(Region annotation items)
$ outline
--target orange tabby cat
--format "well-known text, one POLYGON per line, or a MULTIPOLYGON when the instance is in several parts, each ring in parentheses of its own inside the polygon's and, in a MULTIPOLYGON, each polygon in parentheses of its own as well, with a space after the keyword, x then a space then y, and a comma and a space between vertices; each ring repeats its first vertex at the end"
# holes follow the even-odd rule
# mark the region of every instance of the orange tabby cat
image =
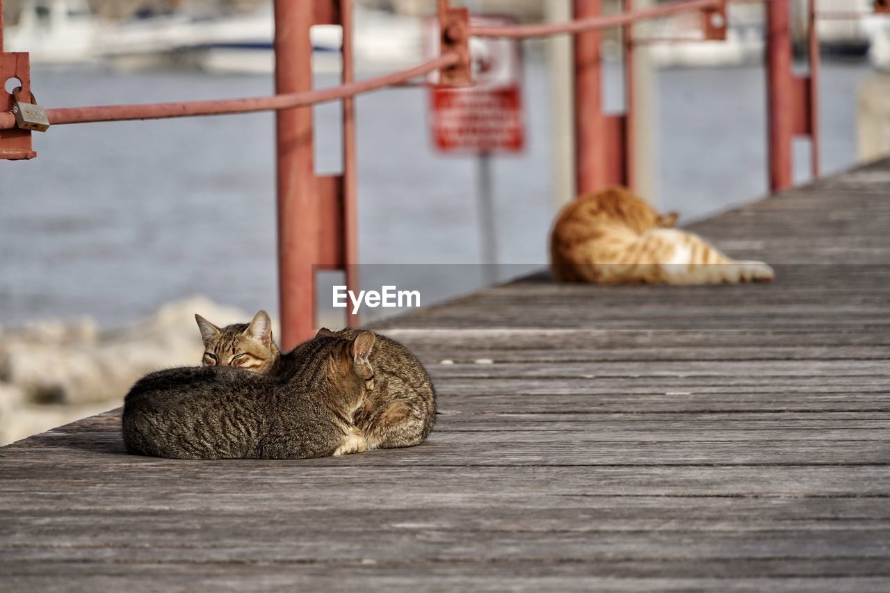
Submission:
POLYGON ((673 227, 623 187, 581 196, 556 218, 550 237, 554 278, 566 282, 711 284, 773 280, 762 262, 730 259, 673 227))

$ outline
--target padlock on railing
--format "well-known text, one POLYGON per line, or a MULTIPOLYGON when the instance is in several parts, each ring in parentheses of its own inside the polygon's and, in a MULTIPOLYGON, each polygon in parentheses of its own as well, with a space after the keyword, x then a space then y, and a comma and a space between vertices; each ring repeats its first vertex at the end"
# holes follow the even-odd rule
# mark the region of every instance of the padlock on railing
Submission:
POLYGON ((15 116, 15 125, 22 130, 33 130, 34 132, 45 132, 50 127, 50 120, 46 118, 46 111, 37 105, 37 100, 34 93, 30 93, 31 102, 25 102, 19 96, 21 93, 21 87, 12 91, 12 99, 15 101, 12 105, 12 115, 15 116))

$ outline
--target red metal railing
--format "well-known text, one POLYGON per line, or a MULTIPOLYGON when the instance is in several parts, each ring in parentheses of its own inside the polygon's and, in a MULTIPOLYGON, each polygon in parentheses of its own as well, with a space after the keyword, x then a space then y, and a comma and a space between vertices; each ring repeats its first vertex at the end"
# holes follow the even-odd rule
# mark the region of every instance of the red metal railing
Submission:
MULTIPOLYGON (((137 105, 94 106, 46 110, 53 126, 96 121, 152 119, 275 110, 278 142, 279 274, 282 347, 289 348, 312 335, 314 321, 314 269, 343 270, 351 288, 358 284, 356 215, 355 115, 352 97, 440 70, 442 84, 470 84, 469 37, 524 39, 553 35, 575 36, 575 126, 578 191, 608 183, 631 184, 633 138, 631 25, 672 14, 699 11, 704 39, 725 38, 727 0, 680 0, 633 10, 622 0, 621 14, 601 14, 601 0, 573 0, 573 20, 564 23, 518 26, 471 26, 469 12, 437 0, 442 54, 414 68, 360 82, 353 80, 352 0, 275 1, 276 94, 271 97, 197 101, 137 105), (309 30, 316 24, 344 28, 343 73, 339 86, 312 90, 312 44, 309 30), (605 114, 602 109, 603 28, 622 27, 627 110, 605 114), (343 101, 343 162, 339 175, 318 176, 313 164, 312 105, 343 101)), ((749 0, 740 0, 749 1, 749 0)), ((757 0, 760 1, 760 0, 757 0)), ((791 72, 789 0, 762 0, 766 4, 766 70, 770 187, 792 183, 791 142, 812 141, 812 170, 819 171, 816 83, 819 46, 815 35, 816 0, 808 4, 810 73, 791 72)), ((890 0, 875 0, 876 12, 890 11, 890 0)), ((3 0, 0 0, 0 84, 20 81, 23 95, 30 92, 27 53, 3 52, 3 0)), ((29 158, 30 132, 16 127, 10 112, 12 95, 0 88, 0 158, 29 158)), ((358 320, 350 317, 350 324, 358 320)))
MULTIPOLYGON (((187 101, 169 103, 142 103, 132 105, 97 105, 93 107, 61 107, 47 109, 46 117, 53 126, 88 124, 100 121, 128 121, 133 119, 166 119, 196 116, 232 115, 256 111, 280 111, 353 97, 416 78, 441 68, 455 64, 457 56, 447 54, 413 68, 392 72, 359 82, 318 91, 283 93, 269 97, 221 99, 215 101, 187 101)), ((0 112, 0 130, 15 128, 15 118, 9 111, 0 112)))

...

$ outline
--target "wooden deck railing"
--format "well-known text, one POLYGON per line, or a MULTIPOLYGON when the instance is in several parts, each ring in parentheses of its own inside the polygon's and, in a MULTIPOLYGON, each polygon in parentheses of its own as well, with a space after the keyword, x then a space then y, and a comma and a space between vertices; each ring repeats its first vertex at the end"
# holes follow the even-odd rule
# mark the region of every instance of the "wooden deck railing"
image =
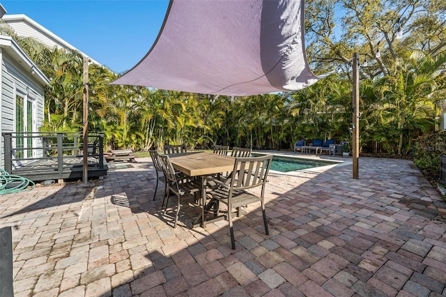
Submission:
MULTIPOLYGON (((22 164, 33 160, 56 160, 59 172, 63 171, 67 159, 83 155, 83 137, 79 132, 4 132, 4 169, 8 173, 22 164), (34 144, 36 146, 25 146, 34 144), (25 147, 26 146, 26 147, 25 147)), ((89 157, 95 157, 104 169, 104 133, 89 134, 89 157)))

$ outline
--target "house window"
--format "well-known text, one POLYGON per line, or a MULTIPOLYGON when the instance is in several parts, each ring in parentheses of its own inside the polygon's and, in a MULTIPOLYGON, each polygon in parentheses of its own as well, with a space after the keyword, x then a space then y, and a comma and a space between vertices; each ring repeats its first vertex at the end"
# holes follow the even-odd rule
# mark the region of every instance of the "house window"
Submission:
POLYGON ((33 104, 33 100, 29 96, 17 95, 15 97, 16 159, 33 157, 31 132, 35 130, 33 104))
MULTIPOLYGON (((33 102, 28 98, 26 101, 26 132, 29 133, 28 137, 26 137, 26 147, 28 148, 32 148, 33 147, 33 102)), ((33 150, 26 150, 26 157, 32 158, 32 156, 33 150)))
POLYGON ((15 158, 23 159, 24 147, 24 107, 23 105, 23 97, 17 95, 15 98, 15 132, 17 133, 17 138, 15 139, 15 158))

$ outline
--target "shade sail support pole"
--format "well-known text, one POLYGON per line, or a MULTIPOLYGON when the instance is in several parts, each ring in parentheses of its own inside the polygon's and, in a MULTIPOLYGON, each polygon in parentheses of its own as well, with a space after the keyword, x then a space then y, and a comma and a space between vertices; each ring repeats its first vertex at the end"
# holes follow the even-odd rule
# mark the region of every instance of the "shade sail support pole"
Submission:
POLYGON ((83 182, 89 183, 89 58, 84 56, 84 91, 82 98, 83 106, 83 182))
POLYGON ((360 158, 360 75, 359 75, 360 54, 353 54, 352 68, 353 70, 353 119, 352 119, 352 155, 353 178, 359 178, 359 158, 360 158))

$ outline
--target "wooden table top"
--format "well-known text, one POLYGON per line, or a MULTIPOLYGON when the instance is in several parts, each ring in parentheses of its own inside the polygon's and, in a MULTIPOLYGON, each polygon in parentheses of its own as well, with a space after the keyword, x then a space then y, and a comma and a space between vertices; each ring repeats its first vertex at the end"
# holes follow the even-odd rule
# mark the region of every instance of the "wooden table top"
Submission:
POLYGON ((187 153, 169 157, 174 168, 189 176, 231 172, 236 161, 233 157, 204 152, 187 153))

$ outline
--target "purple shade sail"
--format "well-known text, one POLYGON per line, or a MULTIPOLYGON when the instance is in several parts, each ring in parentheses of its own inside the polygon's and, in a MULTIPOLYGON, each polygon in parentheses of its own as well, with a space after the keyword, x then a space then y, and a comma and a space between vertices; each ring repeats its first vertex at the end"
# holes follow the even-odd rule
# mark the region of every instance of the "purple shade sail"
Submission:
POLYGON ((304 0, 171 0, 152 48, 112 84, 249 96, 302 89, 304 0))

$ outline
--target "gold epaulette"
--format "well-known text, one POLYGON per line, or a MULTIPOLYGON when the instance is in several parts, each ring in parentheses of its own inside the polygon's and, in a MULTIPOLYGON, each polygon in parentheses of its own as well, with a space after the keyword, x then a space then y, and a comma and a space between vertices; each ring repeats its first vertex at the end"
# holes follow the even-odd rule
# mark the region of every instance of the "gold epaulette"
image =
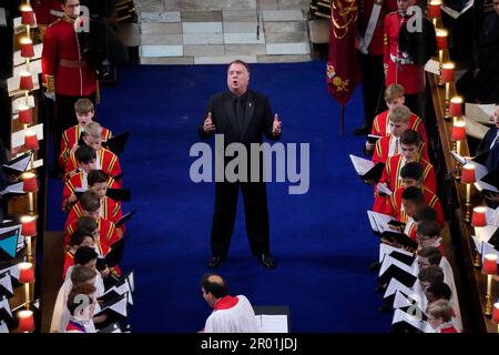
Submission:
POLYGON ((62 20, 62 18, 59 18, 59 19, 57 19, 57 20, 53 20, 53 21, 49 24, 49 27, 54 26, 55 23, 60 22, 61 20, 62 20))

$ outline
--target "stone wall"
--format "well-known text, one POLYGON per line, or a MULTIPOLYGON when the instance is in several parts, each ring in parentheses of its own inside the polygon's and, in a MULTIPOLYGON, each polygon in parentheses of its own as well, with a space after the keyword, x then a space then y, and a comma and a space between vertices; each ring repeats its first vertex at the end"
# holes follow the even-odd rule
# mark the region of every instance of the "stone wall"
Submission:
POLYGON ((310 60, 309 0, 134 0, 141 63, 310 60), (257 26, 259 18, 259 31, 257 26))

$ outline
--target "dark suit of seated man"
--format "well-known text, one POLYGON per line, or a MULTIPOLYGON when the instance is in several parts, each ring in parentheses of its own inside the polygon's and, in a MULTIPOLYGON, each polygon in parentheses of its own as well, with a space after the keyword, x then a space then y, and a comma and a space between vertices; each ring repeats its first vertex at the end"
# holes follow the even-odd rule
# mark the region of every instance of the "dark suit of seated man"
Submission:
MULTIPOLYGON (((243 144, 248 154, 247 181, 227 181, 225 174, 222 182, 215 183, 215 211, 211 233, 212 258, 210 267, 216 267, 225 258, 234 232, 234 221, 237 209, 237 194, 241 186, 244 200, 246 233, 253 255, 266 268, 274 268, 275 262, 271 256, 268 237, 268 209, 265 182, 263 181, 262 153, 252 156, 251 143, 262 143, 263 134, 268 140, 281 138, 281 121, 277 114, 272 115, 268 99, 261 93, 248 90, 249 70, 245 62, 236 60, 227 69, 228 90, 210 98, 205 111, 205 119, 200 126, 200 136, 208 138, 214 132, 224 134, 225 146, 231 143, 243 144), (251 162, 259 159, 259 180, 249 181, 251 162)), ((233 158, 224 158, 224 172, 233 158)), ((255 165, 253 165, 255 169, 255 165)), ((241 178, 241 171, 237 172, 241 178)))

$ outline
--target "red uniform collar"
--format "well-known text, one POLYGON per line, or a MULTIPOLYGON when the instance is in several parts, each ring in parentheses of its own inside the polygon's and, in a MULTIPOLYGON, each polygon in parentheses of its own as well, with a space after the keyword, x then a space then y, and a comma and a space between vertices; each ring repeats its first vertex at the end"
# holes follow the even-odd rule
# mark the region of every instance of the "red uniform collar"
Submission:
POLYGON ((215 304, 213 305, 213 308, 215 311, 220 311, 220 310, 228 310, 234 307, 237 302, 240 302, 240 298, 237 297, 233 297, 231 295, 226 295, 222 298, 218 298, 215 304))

→ **WHAT TO PRODUCE**: Extract every line from the data above that contains the word "wall", and copy each one out in full.

→ **SOLUTION FOR THIS EXERCISE**:
--target "stone wall"
# mark the region of every instance of the "stone wall"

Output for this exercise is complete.